A run of records:
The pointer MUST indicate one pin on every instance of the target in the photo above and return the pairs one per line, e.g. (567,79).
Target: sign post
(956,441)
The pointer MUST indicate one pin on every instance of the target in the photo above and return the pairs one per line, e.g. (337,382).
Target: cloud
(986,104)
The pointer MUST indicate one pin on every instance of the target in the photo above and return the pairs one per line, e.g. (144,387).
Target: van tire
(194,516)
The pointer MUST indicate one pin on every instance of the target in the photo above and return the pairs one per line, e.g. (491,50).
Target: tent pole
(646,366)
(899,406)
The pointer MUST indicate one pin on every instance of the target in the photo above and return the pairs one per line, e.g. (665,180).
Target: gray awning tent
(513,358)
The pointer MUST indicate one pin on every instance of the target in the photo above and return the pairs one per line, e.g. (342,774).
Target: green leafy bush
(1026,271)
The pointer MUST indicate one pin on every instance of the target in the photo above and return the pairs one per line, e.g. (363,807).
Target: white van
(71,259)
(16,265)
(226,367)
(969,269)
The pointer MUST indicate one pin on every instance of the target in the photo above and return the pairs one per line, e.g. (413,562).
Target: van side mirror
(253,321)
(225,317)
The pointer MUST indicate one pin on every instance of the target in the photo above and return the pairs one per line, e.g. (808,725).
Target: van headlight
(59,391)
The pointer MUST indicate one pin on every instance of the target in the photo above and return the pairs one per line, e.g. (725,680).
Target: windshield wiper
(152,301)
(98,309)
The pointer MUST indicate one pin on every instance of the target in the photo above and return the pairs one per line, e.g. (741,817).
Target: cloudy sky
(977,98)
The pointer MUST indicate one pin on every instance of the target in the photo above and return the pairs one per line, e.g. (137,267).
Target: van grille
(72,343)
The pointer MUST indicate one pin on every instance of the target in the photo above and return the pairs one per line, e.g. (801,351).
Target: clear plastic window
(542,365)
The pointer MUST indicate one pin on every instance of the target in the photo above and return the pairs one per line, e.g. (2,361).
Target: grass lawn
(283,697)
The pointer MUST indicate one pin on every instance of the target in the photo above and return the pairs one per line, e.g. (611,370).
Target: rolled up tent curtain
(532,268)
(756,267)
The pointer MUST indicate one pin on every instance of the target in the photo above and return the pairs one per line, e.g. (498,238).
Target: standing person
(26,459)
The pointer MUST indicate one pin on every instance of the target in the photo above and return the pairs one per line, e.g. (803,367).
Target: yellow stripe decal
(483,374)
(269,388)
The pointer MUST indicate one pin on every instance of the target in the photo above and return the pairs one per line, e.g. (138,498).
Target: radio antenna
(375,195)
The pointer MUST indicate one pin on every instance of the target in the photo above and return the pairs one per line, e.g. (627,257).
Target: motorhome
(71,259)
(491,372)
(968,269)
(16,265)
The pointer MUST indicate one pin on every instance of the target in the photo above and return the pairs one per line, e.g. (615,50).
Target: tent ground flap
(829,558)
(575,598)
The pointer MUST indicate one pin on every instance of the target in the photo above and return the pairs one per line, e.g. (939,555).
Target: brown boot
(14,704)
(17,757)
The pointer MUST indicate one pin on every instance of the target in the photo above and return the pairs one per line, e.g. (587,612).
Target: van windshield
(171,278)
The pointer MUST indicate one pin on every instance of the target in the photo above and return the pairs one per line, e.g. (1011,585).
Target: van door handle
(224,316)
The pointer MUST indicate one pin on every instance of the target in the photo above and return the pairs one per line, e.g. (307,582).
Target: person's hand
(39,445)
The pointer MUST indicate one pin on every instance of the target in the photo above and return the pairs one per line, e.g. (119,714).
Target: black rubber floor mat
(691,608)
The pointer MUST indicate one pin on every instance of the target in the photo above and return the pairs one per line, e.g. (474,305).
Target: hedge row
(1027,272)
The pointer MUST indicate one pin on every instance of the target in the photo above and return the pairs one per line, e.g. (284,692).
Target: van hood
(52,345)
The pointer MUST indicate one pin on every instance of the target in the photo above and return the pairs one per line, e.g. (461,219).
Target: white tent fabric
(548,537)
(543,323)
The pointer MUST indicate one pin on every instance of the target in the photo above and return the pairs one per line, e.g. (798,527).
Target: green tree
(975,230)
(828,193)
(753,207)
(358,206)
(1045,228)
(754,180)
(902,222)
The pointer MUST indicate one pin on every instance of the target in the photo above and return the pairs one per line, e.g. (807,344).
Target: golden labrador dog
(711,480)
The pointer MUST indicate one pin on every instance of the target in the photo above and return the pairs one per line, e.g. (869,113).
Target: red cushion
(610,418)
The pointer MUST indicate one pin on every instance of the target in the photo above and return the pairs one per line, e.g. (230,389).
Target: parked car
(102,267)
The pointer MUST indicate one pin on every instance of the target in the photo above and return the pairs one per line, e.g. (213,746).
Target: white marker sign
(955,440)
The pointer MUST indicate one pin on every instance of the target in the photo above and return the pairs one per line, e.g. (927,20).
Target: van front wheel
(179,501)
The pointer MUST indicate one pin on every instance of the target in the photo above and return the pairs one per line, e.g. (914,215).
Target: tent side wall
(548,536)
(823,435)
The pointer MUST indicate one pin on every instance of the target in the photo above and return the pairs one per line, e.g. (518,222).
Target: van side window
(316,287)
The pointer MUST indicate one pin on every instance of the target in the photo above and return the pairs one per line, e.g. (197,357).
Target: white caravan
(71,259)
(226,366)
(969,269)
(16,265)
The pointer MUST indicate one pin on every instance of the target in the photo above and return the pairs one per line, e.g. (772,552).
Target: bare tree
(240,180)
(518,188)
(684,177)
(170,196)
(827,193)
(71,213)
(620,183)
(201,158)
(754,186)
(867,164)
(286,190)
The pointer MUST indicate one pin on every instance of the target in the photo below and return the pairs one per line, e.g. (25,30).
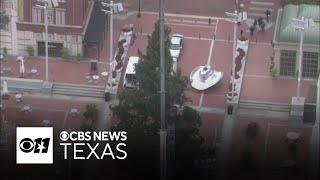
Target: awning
(96,25)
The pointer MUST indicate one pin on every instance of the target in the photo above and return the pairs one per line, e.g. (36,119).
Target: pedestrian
(268,13)
(263,26)
(251,30)
(260,20)
(255,23)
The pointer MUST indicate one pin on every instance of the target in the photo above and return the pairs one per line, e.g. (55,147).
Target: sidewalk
(59,70)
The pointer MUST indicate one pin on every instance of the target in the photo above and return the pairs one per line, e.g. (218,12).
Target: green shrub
(30,50)
(65,54)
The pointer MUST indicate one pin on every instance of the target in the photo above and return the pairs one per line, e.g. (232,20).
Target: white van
(129,80)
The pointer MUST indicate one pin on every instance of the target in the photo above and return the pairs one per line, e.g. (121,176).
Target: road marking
(204,22)
(262,3)
(173,20)
(255,14)
(189,25)
(188,21)
(211,110)
(185,37)
(257,76)
(209,58)
(183,15)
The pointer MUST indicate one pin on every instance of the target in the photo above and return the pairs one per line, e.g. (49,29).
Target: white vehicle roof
(133,60)
(176,38)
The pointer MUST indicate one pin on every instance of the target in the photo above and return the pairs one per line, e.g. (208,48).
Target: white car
(176,43)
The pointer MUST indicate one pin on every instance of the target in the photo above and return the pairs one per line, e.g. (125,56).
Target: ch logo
(34,145)
(38,145)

Exercise objective ▸
Convert all the rows above into a two-column CSV headed "text" and "answer," with one line per row. Put each row's text and its answer each in a single quoted field, replace line breaks with spaces, and leave the pictures out.

The completed task ▸
text,answer
"The pointer MUST indicate one pin on every instance of the target in the photo above and return the pairs one per line, e.g. (567,79). Target: sign post","(956,441)"
"The pointer MUST indicate one pin on every instance of the target in the photo above and return the pairs one per line, e.g. (337,382). Target: cloud","(986,104)"
"The pointer MUST indicate one pin on every instance of the target in the photo above and return the pairs one per line, e.g. (144,387). Target: van tire","(194,516)"
"The pointer MUST indicate one pin on every instance of the target in the photo above and return the pairs one per line, e.g. (491,50). Target: tent pole","(646,366) (899,406)"
"The pointer MUST indicate one pin on every instance of the target in the photo above and return the pairs one per line, e.g. (665,180). Target: gray awning tent","(513,358)"
"The pointer MUST indicate one pin on every instance of the target in the photo above and return the pairs one per line, e.g. (342,774). Target: green leafy bush","(1026,271)"
"The pointer MUST indicate one pin on every instance of the target in the photo above and return the pairs one per line, e.g. (363,807). Target: white van","(71,259) (16,265) (226,367) (969,269)"
"The pointer MUST indicate one pin on every instance of the target in the photo above and return the pairs one per line, e.g. (413,562). Target: van side mirror","(253,321) (225,317)"
"The pointer MUST indicate one pin on every instance of the target in the photo above and return the pairs one per line, e.g. (808,725). Target: van headlight","(59,391)"
"The pointer MUST indicate one pin on every instance of the target in the photo above and return the pairs one per line, e.g. (725,680). Target: windshield wiper","(152,301) (98,309)"
"The pointer MUST indicate one pin on every instance of the target in the photo above and return the pairs one per line, e.g. (741,817). Target: cloudy sky","(977,98)"
"The pointer MUST indicate one pin on every instance of the target in the photo above and return the pairs one per line, e.g. (137,267). Target: van grille","(72,343)"
"The pointer MUST indicate one pin on every instance of the target in the photo above and return the pairs one per line, e.g. (801,351). Target: clear plastic window","(542,365)"
"The pointer MUST indicate one pin on every instance of the target in the photo above and return the pairs one per line, e.g. (2,361). Target: grass lawn","(283,697)"
"The pointer MUST indicate one pin on every instance of the target in the photo above and return the pairs one per line, e.g. (611,370). Target: rolled up tent curtain","(532,268) (756,267)"
"The pointer MUST indicate one pin on every instance of the target in the photo above and return the pairs one per line, e.g. (498,238). Target: standing person","(26,459)"
"The pointer MUST indicate one pin on every instance of the target in the photo above and return the pairs one per line, e.g. (803,367). Target: yellow stripe decal","(483,374) (269,388)"
"The pointer MUST indicate one pin on every instance of the target in the photo above and return the pairs one per line, e.g. (138,498). Target: radio antenna","(375,195)"
"The pointer MUST indicate one pin on every instance of the target in the photo above and return the pairs one per line, e.g. (627,257). Target: motorhome","(71,259) (491,372) (968,269) (16,265)"
"The pointer MUST indicate one pin on every instance of the target in the photo above and return the pairs one per line, e.g. (615,50). Target: tent ground flap","(829,558) (575,598)"
"The pointer MUST indicate one pin on every instance of the target in the photo above and return the pairs one per line, e.g. (939,555). Target: brown boot","(14,704) (17,757)"
"The pointer MUST indicate one pin on every instance of the target in the photo above and return the pairs one per line, e.g. (587,612). Target: van windshield","(171,278)"
"The pointer MUST indicate one pin on every instance of the target in the photo above and return the pairs one per line, e.g. (1011,585). Target: van door handle","(224,316)"
"The pointer MUST indicate one pin on every instance of the target in the photo above and return the pairs one per line, e.g. (307,582). Target: person's hand","(39,445)"
"The pointer MUST indicate one pin on every instance of the target in the photo above and return the pairs one per line, e.g. (119,714). Target: black rubber floor mat","(691,608)"
"The pointer MUST indicate one pin on every instance of the target in the photo above and return the pairs one per line, e.g. (474,305). Target: hedge row","(1027,272)"
"The pointer MUST indicate one pin on every instance of the target in the photo above and return the pairs one per line, e.g. (284,692). Target: van hood","(52,345)"
"The pointer MUST indicate one pin on every instance of the target in the photo above and return the pairs one per line, e.g. (461,219). Target: white tent fabric","(548,537) (543,323)"
"The pointer MUST indicate one pin on every instance of the target in the photo above and return the pairs one per line, e.g. (798,527). Target: green tree","(975,230) (828,193) (753,207) (358,206) (1045,228) (754,180) (902,222)"
"The pointer MUST indicate one pin on every instance of the target in the photo above and return the pairs one per line, e.g. (807,344). Target: golden labrador dog","(711,480)"
"The pointer MUST indicate one pin on every instance of the target in the photo above and return the pairs one per line, e.g. (869,113). Target: red cushion","(610,418)"
"The pointer MUST indicate one pin on every instance of the target in the photo above and return the pairs one per line, e.g. (230,389). Target: parked car","(102,267)"
"The pointer MUST indicate one pin on every instance of the target in the photo above and return the pairs one per line, e.g. (213,746). Target: white marker sign","(955,440)"
"The pointer MUST indicate one pin on every instance of the target in the photo above and return the pairs one per line, e.g. (927,20). Target: van front wheel","(179,501)"
"The pointer MUST indicate one pin on every instance of the target in the photo above and return the pairs one per line, e.g. (914,215). Target: tent side wall","(548,536) (823,435)"
"The pointer MUST indicate one pin on every instance of the target in the photo above and return the pairs one per line, e.g. (518,222). Target: van side window","(316,287)"
"The pointer MUST indicate one pin on every instance of the target in the photo above and return the pairs one per line, e.g. (197,357). Target: white caravan","(71,259) (226,366) (969,269) (16,265)"
"The pointer MUST indicate one pin on every instance of the target in the photo above and return the pairs one per line, e.g. (772,552). Target: bare tree","(240,180) (518,188) (684,177) (170,196) (827,193) (71,213) (620,183) (201,158) (754,186) (867,164) (286,190)"
"The pointer MUST indicate one pin on every instance of the target in the photo below and return the pairs one per line, e.g. (25,30). Target: awning","(96,25)"
"The pointer MUST indicate one pin on every instance of the target in the photo above and return the pairs one per line, e.g. (36,119). Target: pedestrian","(268,13) (263,26) (251,30) (260,20) (255,23)"
"The pointer MUST indicate one pin on every instance of the target in the photo above and return the pairs one per line, e.g. (55,147). Target: sidewalk","(59,70)"
"The pointer MUST indicate one pin on every instance of the target in the photo above and return the pairs one per line, e.g. (218,12). Target: green shrub","(30,50) (65,54)"
"The pointer MUST indicate one pin on every instance of the target in the photo above and return the pairs one per line, e.g. (232,20). Target: white van","(129,80)"
"The pointer MUST indicate one pin on every instance of the target in the photo above and return the pairs one per line, e.g. (121,176). Target: road marking","(204,22) (262,3) (173,20) (255,14) (189,25) (188,21) (211,110) (185,37) (257,76) (209,58) (183,15)"
"The pointer MUST indicate one pin on every instance of the target in the photo above and return the pairs one per line, e.g. (49,29). Target: white vehicle roof","(133,60) (176,38)"
"The pointer MUST indicate one pin on every instance of the target in the photo above and return the pairs one per line, e.g. (208,48). Target: white car","(176,43)"
"The pointer MUST indicate one pin on every instance of the target in the photo above and return the pairs one per line, e.g. (125,56). Target: ch logo","(34,145) (38,145)"